● **PROBLÈME POSÉ A**
Pourriez-vous modifier les lignes des enregistrements, en commençant par celle qui contient « Category: the concrete barrier wall » et en finissant par celle qui contient « pixel 817 27 », pour y remplacer « concrete » par « stone », tout le reste demeurant identique ?

─── DOCUMENT SOURCE

Pour les autres corps, au contraire, la résistance fut efficace. Les clameurs des dépossédés, les « intrigues ténébreuses, » dont, — écrit un contemporain, — « on voyait les effets sans en distinguer les ressorts, » toute cette effervescence troublait M. de Saint-Germain, déconcertait ses plans, ébranlait ses résolutions. Une grande déception lui venait de l’attitude, en cette affaire, de l’homme sur lequel il comptait, dans sa simplicité, pour seconder ses vues, le vieux conseiller du Roi, le premier ministre de fait. Non que Maurepas se montrât publiquement hostile à la réforme, ni fit écho aux détracteurs de l’audacieux projet, mais son scepticisme railleur, sa légère insouciance et ses conseils éternels de prudence, insufflaient peu à peu le doute dans l’âme candide de son collègue, décourageaient son ardeur batailleuse.

──────

● **PROBLÈME POSÉ B**
Les affirmations suivantes concordent-elles avec l'extrait sur M. de Saint-Germain ? Répondez à chacune par oui ou par non en citant textuellement les mots décisifs.
(i) Maurepas s'est montré publiquement hostile à la réforme.
(ii) Pour les autres corps, la résistance fut efficace.
(iii) Saint-Germain comptait sur le vieux conseiller du Roi pour seconder ses vues.

─── ENREGISTREMENTS EXTRAITS

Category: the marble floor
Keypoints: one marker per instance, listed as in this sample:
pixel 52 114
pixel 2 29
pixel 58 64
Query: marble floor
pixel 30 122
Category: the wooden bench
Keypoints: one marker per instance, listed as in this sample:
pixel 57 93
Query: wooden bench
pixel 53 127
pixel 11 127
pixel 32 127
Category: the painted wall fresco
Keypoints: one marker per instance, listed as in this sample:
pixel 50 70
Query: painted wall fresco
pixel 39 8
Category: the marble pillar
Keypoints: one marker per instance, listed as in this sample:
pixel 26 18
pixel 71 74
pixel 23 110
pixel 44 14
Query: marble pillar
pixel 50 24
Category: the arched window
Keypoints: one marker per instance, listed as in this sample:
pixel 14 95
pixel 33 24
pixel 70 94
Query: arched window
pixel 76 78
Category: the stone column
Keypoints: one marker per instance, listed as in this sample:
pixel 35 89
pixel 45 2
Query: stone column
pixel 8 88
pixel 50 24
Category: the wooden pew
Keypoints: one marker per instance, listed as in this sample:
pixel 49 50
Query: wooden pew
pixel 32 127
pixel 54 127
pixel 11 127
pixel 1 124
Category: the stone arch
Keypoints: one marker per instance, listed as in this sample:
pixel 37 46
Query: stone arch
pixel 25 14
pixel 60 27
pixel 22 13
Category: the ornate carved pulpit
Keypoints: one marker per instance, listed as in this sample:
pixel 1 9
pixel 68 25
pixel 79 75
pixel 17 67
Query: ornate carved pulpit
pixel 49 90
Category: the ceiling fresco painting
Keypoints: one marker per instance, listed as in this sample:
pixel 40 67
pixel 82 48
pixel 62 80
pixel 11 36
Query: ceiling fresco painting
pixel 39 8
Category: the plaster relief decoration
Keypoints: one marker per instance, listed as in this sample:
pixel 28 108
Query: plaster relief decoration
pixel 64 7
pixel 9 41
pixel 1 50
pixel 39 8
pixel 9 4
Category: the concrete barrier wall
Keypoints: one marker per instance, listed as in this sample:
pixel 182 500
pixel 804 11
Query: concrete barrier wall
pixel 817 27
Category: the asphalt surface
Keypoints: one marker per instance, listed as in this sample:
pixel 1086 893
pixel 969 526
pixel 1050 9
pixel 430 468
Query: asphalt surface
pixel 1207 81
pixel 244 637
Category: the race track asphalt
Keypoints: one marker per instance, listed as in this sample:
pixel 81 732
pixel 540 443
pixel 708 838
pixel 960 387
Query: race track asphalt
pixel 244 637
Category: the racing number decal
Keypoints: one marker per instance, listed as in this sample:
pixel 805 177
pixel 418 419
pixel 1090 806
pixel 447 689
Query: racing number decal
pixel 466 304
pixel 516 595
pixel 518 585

──────

● **RÉPONSE A**
Category: the stone barrier wall
Keypoints: one marker per instance, listed as in this sample:
pixel 182 500
pixel 804 11
Query: stone barrier wall
pixel 817 27

● **RÉPONSE B**
(i) Non : « Non que Maurepas se montrât publiquement hostile à la réforme ».
(ii) Oui : « Pour les autres corps, au contraire, la résistance fut efficace. »
(iii) Oui : « de l’homme sur lequel il comptait, dans sa simplicité, pour seconder ses vues, le vieux conseiller du Roi ».